次に答えよ:
#1 LNGタンクの文章では、あるタンク10に貯蔵されているLNGの一部を移送ライン12を介して別のタンク10に供給する操作を何と呼んでいるか。
#2 LNGタンクの文章を、最後の文の後から書き継げ。

図2図2は、タンクの概略構成の一例について示す模式的な断面図である。
図3図3は、本システムの概略構成を示すブロック図である。
図4図4は、タンク圧力の変化を示すグラフである。
図5図5は、タンク圧力の変化を示すグラフである。
【発明を実施するための形態】
【0011】
以下、本発明の一実施形態を図面に基づいて説明する。なお、本発明は、以下の実施形態に限定されるものではなく、本発明の構成を充足する範囲内で、適宜設計変更を行うことが可能である。また、以下の説明において、同一部分または同様な機能を有する部分には同一の符号を異なる図面間で共通して用い、その繰り返しの説明は省略する。また、実施形態および変形例に記載された各構成は、適宜組み合わされてもよいし、変更されてもよい。また、説明を分かりやすくするために、以下で参照する図面においては、構成が簡略化または模式化して示されたり、構成の一部が省略されたりしている。
【0012】
最初に、本発明の実施形態に係るタンク制御支援システム(以下、「本システム」ともいう。)の対象であるタンク等の構成のほか、当該タンク等に対して行われる各種操作の内容ついて説明する。なお、以下では、液化天然ガス(LNG)を貯蔵するタンクを例示して説明するが、本システムは、LNG以外の液化燃料を貯蔵するタンクにも適用可能である。
【0013】
図1は、タンクを含む貯蔵施設の構成の一例を簡略化して示した模式図である。図1に示すように、貯蔵施設には複数のタンク10が設置されており、LNGタンカー等の輸送手段11によって、産出地や他の貯蔵施設等から輸送されてきたLNGが、任意のタンク10に供給される。この操作を「受入」という。また、図1に示すように、任意のタンク10に貯蔵されているLNGの一部が、移送ライン12を介して別のタンク10に供給される。この操作を「移送」という。また、図1に示すように、任意のタンク10に貯蔵されているLNGが、当該タンク10に対応付けられた払出ライン14を介して、都市ガスや発電などの需要のために供給される。この操作を「払出」という。
【0014】
また、図1に示すように、タンク10は、移送を行うための移送ポンプ13と、払出を行うための払出ポンプ15を備えている。これらのポンプは、1つが故障等して使用不能になっても移送または払出を行うことができるように、1つのタンク10に対して複数(例えば2つずつ)備えられることがある。また、LNGを通流させる配管類の内部を極低温状態に維持する目的で、移送ライン12や払出ライン14にLNGを送出してタンク10に回収する「クーリング」も行われ得る。なお、図1では、貯蔵施設の構成を簡略化して図示しており、実際の貯蔵施設は図1に示すよりも複雑になり得る。例えば、図1では、1つのタンク10及び払出ポンプ15が1つの払出ライン14に対してのみ払出可能なように図示しているが、複数の払出ラインに対して払出可能であってもよい。また、例えば、図1では、クーリングを行うためのライン及び設備や、タンク10内においてLNGが気化して発生したBOGを排気して圧縮等するためのライン及び設備などの図示を省略している。

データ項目

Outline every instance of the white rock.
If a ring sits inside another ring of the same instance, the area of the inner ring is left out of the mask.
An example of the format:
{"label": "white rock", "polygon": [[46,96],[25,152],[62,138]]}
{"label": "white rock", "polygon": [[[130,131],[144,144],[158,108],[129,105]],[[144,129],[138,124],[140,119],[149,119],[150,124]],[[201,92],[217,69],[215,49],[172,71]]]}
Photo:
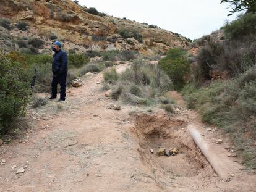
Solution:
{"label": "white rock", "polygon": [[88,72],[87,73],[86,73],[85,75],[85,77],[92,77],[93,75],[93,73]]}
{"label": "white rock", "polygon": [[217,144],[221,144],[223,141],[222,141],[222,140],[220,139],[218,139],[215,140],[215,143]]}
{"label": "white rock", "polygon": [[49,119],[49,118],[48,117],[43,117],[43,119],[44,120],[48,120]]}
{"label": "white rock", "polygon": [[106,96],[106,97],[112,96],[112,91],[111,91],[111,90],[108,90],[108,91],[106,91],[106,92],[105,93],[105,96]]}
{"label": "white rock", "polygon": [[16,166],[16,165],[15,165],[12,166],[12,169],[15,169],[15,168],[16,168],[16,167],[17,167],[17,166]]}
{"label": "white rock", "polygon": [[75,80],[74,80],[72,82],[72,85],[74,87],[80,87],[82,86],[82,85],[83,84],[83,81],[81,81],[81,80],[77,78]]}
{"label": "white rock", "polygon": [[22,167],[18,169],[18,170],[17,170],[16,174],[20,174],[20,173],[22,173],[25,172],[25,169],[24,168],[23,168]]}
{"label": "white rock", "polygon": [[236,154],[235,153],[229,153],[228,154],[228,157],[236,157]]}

--

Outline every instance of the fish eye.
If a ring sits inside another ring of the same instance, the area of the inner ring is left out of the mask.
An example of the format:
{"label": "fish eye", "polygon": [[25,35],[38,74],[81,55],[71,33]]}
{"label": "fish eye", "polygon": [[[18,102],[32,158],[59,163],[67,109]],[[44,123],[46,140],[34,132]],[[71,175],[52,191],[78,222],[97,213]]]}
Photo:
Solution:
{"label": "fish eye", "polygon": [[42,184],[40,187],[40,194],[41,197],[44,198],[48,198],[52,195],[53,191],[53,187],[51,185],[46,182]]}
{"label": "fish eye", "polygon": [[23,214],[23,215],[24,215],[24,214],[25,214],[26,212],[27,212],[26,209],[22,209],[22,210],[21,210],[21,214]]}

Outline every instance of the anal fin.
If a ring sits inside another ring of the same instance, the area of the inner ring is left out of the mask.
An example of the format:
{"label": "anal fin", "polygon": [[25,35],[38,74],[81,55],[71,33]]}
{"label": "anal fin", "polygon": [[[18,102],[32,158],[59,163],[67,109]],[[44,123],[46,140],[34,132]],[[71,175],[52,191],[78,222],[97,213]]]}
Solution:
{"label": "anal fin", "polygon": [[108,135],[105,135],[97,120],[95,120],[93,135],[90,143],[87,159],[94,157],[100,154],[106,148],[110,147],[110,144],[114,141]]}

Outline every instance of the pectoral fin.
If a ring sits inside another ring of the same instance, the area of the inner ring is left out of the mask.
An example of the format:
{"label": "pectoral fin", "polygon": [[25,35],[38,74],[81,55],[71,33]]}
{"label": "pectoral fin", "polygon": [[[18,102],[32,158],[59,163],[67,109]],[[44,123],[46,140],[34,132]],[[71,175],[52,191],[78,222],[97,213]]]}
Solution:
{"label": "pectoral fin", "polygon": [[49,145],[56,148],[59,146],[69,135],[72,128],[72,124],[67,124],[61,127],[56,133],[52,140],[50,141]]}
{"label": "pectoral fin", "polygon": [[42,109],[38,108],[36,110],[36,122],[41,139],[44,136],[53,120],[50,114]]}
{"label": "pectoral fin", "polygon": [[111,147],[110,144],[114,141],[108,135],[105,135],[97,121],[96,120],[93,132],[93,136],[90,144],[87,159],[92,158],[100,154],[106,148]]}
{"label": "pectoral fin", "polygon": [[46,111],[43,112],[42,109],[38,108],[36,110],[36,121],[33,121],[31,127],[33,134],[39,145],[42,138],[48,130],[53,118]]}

...

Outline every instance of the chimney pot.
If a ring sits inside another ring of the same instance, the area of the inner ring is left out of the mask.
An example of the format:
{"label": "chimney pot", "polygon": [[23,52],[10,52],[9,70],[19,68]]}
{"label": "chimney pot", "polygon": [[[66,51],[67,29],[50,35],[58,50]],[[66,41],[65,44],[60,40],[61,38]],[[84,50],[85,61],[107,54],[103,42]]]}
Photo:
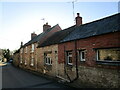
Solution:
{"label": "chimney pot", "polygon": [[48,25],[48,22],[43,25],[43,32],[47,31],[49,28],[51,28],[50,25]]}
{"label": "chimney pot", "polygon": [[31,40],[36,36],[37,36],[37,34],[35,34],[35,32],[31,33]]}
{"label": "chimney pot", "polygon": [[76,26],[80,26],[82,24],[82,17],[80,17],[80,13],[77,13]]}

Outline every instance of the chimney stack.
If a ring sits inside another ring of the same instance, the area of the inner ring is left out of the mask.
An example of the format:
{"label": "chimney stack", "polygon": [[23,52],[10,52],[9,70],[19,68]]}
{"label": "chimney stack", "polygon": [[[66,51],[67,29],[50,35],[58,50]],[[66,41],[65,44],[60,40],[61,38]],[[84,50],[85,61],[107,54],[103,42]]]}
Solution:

解答:
#1 「移送」と呼んでいる。

#2
【0015】
図2は、タンクの概略構成の一例について示す模式的な断面図である。図2に示すように、タンク10は、内部にLNG20を貯蔵する。このタンク10の内部において、LNG20の液面上には、LNG20が蒸発して発生したメタン等から成るBOG21が充満している。
【0016】
タンク10には、下部供給用配管101と、上部供給用配管102と、送出用配管103と、ポンプ104と、排気用配管105が設けられている。下部供給用配管101は、タンク10の底面側からタンク10内に供給されるLNG20が通過する。また、上部供給用配管102は、タンク10の天井側からタンク10内に供給されるLNG20が通過する。また、送出用配管103は、タンク10の内部から外部に送出されるLNG20が通過する。また、ポンプ104は、タンク10の内部かつ送出用配管103の先端に設けられ、送出用配管103にLNG20を送り込む。また、排気用配管105は、タンク10の内部から外部へ排気される気体(主にBOG21)が通過する。
【0017】
圧縮機30は、タンク10の外部かつ排気用配管105の先端に設けられ、排気用配管105を介してタンク10内の気体を強制的に排気する。この操作を「排気」という。なお、圧縮機30によって排気される気体は、例えば、燃料として貯蔵施設内で使用されてもよいし、貯蔵施設の外部に送出されるLNGに混入されてもよい。
【0018】
次に、本システムについて図面を参照して説明する。図3は、本発明の実施形態に係るタンク制御支援システムの構成の一例を示すブロック図である。図3に示すように、本システムSは、記憶部1と、運用計画導出部2と、状態予測部3を備える。
【0019】
記憶部1は、HDD(Hard Disk Drive)やSSD(Solid State Drive)などの不揮発性の記憶装置や、RAM(Random Access Memory)などの揮発性の記憶装置や、これらの組み合わせによって構成される。運用計画導出部2及び状態予測部3は、例えばCPU(Central Processing Unit)などの演算処理装置で構成される。なお、記憶部1の一部または全部が、運用計画導出部2及び状態予測部3から離れた場所にあるサーバ等の一部として構成され、インターネット等のネットワークを介して運用計画導出部2及び状態予測部3と情報のやり取りが行われてもよい。同様に、運用計画導出部2及び状態予測部3は、別々の演算処理装置で構成されていてもよいし、同一の演算処理装置で構成されていてもよい。また、記憶部1、運用計画導出部2及び状態予測部3の全部または一部は、一体化された電子計算機の一部として構成されてもよい。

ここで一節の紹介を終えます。